**Objective:**
Count the lines in the entries below that contain the string "bulb", and reply with the number alone.

**Information given:**
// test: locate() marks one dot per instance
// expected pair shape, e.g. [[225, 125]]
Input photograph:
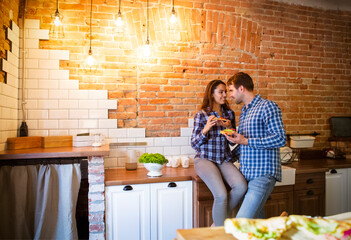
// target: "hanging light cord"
[[91, 13], [147, 22], [56, 13]]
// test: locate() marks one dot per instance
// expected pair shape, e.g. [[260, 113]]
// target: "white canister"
[[185, 161], [176, 161]]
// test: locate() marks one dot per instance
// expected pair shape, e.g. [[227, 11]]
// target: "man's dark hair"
[[208, 101], [241, 79]]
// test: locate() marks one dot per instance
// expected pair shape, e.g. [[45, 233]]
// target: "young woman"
[[213, 160]]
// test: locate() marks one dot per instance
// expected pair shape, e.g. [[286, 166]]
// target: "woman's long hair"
[[207, 102]]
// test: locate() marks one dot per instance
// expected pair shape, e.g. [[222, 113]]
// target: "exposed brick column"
[[96, 197]]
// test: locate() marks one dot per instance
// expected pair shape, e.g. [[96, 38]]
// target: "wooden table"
[[218, 233]]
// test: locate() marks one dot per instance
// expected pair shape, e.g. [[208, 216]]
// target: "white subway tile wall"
[[56, 106], [9, 91]]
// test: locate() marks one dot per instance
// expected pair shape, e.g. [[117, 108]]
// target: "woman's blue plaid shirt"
[[261, 122], [212, 146]]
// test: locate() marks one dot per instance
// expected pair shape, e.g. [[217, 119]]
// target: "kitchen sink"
[[288, 175]]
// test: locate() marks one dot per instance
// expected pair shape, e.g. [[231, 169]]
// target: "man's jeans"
[[258, 191]]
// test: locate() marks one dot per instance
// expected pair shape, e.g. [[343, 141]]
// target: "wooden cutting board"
[[214, 233], [23, 142], [57, 141]]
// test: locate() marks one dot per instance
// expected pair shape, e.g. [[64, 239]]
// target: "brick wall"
[[298, 56]]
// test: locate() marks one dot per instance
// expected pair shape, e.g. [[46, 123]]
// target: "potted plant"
[[154, 162]]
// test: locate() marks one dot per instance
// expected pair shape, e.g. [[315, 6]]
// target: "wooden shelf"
[[340, 139]]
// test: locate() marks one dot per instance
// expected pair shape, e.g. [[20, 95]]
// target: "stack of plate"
[[81, 141]]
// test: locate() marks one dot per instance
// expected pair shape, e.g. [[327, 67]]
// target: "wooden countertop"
[[121, 176], [319, 165], [60, 152]]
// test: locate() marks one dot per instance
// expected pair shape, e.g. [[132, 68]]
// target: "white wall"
[[9, 91], [56, 105]]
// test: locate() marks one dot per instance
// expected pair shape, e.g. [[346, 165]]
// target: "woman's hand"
[[225, 123], [237, 138], [210, 123]]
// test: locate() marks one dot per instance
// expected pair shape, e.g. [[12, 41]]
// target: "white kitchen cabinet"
[[148, 211], [338, 191], [349, 189], [128, 212], [171, 208]]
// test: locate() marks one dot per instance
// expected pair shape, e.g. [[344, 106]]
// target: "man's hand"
[[210, 123], [224, 123], [237, 138]]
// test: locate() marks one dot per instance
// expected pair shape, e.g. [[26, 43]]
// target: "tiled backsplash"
[[168, 146], [56, 105]]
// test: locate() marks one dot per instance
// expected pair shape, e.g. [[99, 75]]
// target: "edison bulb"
[[57, 21], [147, 50], [119, 21], [90, 60], [173, 19]]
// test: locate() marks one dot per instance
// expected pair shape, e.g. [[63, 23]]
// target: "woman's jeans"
[[256, 196], [214, 176]]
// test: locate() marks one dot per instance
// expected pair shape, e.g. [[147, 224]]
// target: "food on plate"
[[220, 119], [293, 227], [321, 228], [243, 228], [228, 131]]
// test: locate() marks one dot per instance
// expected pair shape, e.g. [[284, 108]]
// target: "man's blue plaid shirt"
[[261, 122], [212, 146]]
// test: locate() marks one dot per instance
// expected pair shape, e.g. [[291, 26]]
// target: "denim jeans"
[[258, 191], [214, 176]]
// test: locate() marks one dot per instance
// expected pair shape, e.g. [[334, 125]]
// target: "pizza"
[[321, 228], [294, 227], [228, 131], [253, 229]]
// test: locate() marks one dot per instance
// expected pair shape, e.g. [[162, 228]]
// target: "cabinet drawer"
[[310, 180]]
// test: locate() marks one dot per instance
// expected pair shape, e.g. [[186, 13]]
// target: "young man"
[[260, 135]]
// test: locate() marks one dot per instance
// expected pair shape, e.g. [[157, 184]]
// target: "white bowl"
[[155, 169]]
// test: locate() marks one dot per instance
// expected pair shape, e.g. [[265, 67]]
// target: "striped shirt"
[[261, 122], [212, 146]]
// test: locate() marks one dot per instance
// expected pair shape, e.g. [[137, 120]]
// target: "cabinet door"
[[336, 191], [278, 203], [128, 212], [309, 202], [204, 213], [348, 190], [171, 208]]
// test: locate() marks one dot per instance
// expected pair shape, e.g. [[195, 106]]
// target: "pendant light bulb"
[[147, 49], [90, 60], [57, 20], [173, 19], [119, 21]]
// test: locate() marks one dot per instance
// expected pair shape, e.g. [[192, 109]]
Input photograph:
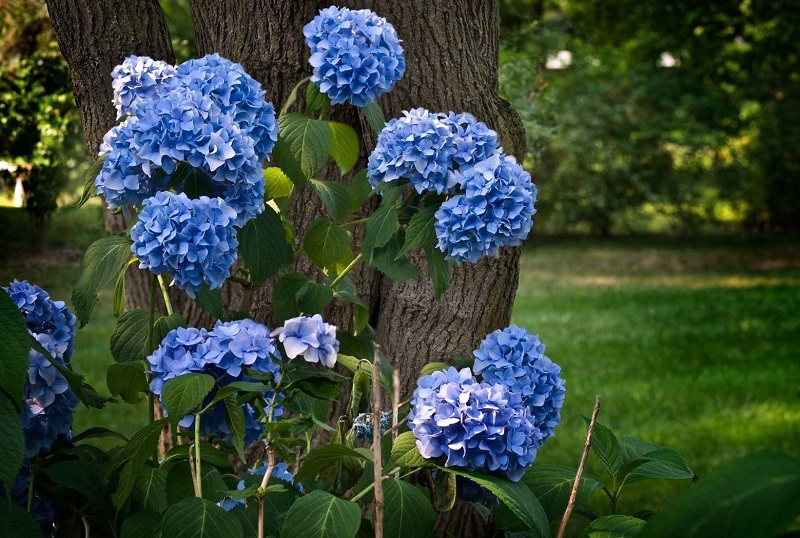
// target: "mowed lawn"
[[693, 344]]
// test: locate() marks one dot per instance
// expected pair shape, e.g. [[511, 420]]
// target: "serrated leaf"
[[613, 527], [12, 449], [278, 184], [183, 395], [334, 196], [14, 339], [89, 188], [321, 515], [262, 241], [324, 457], [127, 379], [405, 452], [344, 146], [552, 485], [199, 518], [101, 265], [375, 116], [309, 141], [407, 512], [325, 242]]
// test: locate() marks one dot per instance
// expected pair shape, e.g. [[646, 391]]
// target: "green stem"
[[347, 269], [197, 455], [165, 294]]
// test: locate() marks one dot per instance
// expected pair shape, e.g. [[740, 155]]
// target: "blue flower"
[[417, 147], [138, 79], [476, 426], [494, 211], [362, 425], [356, 55], [193, 240], [515, 358], [310, 337]]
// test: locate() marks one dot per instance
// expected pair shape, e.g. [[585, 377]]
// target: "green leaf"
[[262, 241], [515, 495], [407, 512], [234, 416], [127, 379], [552, 485], [211, 301], [420, 232], [89, 188], [375, 116], [325, 457], [315, 99], [141, 525], [325, 242], [321, 515], [309, 141], [643, 460], [278, 184], [199, 518], [12, 449], [14, 339], [405, 452], [334, 196], [150, 490], [758, 495], [439, 271], [360, 190], [17, 522], [613, 527], [606, 447], [102, 264], [183, 395], [344, 146]]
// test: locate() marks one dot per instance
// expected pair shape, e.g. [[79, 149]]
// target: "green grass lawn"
[[693, 344]]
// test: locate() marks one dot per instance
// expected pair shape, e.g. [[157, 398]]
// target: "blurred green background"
[[664, 267]]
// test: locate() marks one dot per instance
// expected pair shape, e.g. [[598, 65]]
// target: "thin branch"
[[376, 442], [574, 493]]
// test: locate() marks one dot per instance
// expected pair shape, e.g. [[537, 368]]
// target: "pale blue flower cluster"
[[356, 55], [208, 113], [473, 425], [49, 402], [310, 337], [362, 425], [515, 358], [192, 240], [494, 211], [427, 149]]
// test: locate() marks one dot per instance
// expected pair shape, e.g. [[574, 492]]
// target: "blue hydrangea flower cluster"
[[49, 402], [473, 425], [208, 113], [515, 358], [362, 425], [356, 55], [494, 211], [310, 337], [193, 240], [427, 148]]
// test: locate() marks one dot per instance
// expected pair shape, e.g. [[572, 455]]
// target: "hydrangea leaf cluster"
[[310, 337], [473, 425], [208, 113], [494, 211], [362, 425], [49, 402], [356, 55], [193, 240], [515, 358]]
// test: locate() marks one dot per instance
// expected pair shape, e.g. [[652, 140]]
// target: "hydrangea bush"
[[254, 450]]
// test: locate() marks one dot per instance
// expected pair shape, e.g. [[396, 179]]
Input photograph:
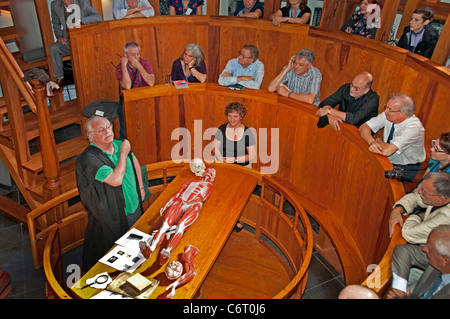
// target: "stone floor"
[[15, 253]]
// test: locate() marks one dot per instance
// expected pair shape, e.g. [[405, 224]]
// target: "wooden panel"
[[314, 160]]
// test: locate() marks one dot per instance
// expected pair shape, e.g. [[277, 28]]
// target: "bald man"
[[357, 103], [357, 292]]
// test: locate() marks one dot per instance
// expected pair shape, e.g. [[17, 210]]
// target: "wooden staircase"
[[51, 170]]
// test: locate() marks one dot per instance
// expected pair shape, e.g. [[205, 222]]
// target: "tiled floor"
[[15, 258], [15, 253]]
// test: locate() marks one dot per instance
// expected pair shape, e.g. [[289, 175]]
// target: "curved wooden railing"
[[296, 242]]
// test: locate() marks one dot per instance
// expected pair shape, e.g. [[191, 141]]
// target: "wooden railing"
[[291, 233]]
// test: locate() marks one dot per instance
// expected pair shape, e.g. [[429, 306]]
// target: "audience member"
[[124, 9], [420, 37], [245, 70], [357, 292], [111, 188], [358, 23], [185, 7], [191, 65], [434, 258], [249, 9], [302, 77], [133, 71], [357, 103], [296, 11], [440, 154], [427, 207], [403, 136], [234, 142], [63, 18]]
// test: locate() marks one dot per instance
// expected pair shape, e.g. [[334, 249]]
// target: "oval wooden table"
[[209, 233]]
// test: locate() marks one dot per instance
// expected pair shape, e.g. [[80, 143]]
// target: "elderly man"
[[403, 136], [132, 72], [111, 188], [428, 207], [67, 14], [125, 9], [245, 70], [434, 258], [420, 37], [302, 78], [357, 103]]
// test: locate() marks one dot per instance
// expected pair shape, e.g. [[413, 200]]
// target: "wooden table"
[[209, 233]]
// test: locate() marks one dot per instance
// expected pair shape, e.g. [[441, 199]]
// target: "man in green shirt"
[[111, 188]]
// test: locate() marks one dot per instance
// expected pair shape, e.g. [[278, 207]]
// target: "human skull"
[[197, 166], [173, 269]]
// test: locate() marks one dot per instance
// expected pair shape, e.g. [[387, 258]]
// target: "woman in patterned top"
[[358, 24], [185, 7]]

**Finished answer:**
2